● SHORT EXERCISE
Start with the line containing "Task: pick out every instance of the shadow" and write out each line through the end of the listing, exactly as given.

===== ROWS =====

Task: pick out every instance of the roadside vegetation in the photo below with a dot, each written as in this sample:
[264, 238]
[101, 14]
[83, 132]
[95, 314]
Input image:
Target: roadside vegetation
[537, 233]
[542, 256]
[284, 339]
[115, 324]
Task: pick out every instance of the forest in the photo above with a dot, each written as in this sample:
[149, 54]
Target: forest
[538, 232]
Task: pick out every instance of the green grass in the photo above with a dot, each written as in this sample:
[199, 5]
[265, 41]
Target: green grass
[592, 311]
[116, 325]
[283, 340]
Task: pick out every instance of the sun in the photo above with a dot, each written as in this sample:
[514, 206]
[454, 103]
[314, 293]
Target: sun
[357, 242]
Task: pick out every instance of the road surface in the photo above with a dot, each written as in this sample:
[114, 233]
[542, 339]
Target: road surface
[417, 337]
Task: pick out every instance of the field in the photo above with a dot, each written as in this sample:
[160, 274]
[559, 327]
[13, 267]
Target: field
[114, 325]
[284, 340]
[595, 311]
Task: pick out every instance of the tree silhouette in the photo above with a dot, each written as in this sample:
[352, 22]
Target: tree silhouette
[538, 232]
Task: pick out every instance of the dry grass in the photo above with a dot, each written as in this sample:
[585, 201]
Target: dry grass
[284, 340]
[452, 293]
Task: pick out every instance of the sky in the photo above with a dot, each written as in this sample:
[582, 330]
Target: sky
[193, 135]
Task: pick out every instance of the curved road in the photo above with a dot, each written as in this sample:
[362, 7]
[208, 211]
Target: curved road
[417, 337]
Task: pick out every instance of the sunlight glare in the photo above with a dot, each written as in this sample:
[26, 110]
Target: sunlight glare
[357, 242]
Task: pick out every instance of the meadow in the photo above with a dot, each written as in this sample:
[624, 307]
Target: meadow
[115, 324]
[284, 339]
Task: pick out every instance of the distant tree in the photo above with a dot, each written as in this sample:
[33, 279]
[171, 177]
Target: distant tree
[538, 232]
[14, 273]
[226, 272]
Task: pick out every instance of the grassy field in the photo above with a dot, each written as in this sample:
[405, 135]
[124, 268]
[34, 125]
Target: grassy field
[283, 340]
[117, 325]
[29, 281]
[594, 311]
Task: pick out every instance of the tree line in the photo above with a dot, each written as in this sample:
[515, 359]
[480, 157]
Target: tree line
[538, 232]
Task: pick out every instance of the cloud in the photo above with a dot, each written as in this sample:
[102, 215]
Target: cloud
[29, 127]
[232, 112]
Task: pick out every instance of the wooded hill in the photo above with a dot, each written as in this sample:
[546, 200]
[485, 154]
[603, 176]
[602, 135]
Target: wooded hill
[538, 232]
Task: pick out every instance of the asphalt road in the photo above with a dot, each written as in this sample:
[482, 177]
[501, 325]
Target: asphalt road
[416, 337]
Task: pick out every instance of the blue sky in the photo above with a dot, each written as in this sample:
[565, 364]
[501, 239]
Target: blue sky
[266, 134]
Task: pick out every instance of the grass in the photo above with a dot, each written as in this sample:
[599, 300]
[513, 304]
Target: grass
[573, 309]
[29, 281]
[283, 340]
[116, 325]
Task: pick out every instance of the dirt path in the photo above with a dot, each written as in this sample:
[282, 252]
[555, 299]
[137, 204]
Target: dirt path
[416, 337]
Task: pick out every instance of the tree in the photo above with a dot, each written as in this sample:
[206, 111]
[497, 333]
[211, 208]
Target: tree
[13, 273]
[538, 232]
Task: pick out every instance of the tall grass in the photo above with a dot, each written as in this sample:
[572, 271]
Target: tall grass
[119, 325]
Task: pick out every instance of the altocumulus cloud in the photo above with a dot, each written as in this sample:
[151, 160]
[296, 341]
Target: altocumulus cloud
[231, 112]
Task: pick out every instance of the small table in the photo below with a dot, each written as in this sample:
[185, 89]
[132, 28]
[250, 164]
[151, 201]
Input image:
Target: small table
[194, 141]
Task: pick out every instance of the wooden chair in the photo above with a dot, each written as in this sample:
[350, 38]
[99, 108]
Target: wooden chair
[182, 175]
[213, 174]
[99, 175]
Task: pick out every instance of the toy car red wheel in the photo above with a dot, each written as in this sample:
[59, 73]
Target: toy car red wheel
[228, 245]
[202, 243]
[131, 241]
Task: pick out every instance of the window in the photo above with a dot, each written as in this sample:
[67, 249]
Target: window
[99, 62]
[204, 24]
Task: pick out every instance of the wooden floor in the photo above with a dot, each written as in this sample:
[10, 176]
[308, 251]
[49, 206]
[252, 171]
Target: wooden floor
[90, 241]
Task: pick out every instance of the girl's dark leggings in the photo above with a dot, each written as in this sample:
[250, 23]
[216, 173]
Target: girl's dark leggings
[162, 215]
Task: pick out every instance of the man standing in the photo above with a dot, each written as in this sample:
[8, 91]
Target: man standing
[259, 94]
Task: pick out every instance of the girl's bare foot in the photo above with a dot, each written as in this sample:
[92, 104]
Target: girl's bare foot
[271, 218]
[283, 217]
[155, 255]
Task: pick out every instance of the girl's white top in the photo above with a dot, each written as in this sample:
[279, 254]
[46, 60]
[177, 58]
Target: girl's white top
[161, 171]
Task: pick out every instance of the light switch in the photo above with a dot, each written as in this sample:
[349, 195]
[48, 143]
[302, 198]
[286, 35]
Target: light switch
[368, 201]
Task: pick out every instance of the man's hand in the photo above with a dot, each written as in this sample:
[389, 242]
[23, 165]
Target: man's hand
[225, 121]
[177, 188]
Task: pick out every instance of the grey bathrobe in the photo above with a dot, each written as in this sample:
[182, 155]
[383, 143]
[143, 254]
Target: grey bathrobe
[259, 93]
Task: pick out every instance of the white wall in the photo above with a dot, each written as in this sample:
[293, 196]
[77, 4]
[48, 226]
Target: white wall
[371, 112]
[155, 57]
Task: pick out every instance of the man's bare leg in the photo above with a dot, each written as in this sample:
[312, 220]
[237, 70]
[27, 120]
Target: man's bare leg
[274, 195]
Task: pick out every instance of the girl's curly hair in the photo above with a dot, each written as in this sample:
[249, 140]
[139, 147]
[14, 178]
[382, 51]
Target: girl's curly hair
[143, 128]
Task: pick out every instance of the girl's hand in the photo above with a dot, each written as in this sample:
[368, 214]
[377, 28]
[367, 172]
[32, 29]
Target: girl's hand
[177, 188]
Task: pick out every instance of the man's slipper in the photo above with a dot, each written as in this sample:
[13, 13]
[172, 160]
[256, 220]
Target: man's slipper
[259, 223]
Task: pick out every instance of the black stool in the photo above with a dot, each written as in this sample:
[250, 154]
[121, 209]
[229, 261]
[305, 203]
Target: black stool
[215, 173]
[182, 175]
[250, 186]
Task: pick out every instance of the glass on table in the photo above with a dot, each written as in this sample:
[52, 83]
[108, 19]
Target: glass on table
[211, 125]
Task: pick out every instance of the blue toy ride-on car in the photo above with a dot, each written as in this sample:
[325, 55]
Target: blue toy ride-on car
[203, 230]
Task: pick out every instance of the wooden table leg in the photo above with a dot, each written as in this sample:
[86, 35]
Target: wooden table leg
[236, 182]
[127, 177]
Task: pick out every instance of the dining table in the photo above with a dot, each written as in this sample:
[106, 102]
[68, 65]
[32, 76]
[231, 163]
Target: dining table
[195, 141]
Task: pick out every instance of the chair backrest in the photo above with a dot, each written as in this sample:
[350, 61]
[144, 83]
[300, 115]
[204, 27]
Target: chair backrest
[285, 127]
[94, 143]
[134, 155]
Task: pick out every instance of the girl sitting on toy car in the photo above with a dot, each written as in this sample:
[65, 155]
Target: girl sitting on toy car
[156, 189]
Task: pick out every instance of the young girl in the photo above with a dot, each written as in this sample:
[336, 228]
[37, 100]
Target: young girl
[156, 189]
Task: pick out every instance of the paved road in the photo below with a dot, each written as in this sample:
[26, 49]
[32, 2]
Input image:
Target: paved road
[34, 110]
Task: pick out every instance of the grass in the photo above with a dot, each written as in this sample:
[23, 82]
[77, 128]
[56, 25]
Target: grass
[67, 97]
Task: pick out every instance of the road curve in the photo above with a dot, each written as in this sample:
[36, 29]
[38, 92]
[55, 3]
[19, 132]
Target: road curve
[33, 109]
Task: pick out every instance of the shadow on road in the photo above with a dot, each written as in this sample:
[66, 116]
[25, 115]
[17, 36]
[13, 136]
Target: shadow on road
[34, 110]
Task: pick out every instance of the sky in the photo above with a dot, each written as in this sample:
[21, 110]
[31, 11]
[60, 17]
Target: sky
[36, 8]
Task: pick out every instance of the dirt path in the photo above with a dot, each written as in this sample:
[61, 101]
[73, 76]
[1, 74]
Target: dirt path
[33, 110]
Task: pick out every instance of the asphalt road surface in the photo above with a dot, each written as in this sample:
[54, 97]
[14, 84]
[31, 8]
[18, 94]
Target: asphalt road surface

=====

● RIGHT ANSWER
Task: pick out every instance of the shadow on road in the photo above with a dot, each written as in this sample:
[66, 116]
[25, 115]
[17, 36]
[13, 136]
Target: shadow on road
[34, 110]
Task: pick out every instance of the sky in the photo above with a dot, each written as in this sample:
[21, 110]
[31, 11]
[60, 17]
Target: sky
[36, 8]
Task: pick out every instance of the dirt path in the photo above with a dot, each written as in this sample:
[61, 101]
[73, 76]
[1, 74]
Target: dirt path
[33, 110]
Task: pick out every instance of the asphalt road surface in the photo above with a dot, each written as in this sample:
[54, 97]
[14, 84]
[31, 8]
[18, 94]
Target: asphalt road surface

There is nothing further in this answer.